GIVEN RECORDS:
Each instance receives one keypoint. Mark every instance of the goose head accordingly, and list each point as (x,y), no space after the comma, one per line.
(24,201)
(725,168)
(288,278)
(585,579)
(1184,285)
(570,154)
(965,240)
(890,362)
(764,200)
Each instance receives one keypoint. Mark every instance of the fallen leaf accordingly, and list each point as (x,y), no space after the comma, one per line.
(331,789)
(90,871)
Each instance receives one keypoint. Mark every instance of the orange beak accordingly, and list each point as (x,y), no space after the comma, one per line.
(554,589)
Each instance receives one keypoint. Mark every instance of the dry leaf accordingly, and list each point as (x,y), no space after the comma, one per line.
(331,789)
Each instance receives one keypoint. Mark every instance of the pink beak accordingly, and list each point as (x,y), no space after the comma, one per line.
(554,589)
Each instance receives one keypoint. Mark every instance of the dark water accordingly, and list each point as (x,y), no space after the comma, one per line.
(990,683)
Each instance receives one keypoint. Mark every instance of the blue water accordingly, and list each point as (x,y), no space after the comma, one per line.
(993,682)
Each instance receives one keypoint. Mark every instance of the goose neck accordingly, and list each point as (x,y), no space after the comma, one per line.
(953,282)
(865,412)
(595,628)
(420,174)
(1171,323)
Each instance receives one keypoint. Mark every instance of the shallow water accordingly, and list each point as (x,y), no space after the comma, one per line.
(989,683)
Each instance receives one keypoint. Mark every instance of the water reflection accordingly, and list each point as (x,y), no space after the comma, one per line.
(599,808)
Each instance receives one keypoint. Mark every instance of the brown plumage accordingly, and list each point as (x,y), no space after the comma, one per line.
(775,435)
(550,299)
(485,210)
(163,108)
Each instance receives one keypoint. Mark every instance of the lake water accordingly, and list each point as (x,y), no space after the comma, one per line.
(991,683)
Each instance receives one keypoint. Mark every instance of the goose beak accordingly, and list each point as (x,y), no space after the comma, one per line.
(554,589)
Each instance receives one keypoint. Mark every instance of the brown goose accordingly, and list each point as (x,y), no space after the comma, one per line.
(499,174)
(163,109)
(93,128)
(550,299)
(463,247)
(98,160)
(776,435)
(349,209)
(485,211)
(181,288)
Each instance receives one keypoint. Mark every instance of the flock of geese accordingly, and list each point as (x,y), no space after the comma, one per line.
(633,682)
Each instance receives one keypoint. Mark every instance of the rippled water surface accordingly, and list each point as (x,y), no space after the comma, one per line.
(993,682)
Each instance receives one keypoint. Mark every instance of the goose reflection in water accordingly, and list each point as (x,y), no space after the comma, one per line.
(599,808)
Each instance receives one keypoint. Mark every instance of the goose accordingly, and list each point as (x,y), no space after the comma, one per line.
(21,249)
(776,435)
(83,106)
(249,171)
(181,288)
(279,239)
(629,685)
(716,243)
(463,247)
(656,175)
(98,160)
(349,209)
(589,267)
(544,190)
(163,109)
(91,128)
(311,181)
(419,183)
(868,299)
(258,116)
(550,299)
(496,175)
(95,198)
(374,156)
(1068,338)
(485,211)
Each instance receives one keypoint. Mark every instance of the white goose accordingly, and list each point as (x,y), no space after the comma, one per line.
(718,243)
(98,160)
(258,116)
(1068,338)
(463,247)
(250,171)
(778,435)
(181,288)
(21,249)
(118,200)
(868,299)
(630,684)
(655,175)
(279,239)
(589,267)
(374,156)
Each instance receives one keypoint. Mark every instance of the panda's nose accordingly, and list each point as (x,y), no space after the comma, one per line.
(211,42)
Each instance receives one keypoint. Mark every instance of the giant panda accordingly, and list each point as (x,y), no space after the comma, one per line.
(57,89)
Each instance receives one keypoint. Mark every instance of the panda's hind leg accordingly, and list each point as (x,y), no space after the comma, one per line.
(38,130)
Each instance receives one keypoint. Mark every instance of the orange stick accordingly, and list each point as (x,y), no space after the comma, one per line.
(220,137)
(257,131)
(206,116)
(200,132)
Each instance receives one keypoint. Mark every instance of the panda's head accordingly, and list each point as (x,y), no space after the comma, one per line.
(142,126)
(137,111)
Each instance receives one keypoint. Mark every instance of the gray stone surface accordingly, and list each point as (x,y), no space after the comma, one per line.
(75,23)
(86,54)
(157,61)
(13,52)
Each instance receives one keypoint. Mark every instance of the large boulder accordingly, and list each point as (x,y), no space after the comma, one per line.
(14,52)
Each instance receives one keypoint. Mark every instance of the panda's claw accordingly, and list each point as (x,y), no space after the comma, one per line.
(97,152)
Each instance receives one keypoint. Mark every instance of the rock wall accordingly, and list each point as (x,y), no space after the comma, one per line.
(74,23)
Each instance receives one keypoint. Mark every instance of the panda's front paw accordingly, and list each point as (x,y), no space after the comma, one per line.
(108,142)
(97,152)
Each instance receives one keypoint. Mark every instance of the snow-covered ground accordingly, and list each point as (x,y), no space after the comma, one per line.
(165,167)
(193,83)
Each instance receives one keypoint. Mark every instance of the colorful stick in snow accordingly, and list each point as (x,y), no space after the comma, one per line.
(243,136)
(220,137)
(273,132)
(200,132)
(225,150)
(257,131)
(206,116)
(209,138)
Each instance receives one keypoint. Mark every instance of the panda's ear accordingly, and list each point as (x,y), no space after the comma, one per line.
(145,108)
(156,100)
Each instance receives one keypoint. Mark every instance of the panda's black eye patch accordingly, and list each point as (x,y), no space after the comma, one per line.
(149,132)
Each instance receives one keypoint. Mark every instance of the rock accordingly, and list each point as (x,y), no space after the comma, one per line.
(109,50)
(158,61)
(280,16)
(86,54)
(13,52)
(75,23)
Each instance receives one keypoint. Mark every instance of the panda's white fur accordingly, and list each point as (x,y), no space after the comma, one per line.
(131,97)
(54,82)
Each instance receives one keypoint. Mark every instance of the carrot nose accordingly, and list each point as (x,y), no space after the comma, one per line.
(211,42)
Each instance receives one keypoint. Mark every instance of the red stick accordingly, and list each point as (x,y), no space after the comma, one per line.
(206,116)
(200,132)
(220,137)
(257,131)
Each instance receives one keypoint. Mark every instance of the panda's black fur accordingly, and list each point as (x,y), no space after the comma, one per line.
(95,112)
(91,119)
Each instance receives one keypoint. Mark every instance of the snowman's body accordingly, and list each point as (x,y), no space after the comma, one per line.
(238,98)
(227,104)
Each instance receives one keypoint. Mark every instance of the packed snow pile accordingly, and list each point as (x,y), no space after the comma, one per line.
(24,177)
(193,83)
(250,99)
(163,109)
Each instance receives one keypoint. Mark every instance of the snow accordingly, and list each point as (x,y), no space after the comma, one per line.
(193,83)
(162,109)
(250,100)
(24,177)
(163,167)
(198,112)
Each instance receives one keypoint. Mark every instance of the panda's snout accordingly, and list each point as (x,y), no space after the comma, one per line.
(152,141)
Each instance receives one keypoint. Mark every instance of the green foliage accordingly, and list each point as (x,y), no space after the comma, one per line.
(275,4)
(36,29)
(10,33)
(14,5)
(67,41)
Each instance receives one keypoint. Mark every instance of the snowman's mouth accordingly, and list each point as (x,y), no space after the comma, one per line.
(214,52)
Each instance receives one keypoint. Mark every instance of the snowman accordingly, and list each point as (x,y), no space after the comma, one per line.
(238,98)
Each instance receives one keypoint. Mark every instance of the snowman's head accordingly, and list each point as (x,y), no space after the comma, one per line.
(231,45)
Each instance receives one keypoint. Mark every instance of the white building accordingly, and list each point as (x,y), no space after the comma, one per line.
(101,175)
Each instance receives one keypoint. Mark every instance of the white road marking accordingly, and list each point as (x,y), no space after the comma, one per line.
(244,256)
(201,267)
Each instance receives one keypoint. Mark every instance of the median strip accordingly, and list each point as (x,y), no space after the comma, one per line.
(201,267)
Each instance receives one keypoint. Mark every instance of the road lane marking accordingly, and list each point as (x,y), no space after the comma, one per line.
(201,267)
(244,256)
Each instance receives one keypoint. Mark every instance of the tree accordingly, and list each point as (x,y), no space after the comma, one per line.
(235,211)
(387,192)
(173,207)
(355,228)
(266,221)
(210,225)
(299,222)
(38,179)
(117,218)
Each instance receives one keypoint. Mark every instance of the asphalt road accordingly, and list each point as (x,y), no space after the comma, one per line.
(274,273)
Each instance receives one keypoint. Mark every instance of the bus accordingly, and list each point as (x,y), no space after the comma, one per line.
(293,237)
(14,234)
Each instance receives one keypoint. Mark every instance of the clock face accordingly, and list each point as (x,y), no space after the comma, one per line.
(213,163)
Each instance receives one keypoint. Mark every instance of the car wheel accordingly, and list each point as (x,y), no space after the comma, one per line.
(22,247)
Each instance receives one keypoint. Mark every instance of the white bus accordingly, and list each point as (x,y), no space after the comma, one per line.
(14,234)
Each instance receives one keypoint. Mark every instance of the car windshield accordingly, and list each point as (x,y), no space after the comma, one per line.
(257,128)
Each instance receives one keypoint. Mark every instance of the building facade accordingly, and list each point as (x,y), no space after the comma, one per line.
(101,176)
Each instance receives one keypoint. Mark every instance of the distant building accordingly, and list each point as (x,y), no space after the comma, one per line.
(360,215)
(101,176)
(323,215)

EXERCISE: The result consists of the line with "of the building" through the last line of the entries above, repeated exactly and with nothing else.

EXERCISE RESPONSE:
Each instance receives one keypoint. Mark every instance of the building facade accordingly, and list each point as (x,y), no space after the comma, one per line.
(101,176)
Each instance receives one keypoint. Mark every instance of the distant building accordingly, and list each point as (x,y), no space after the comma, one per line.
(360,215)
(101,176)
(323,215)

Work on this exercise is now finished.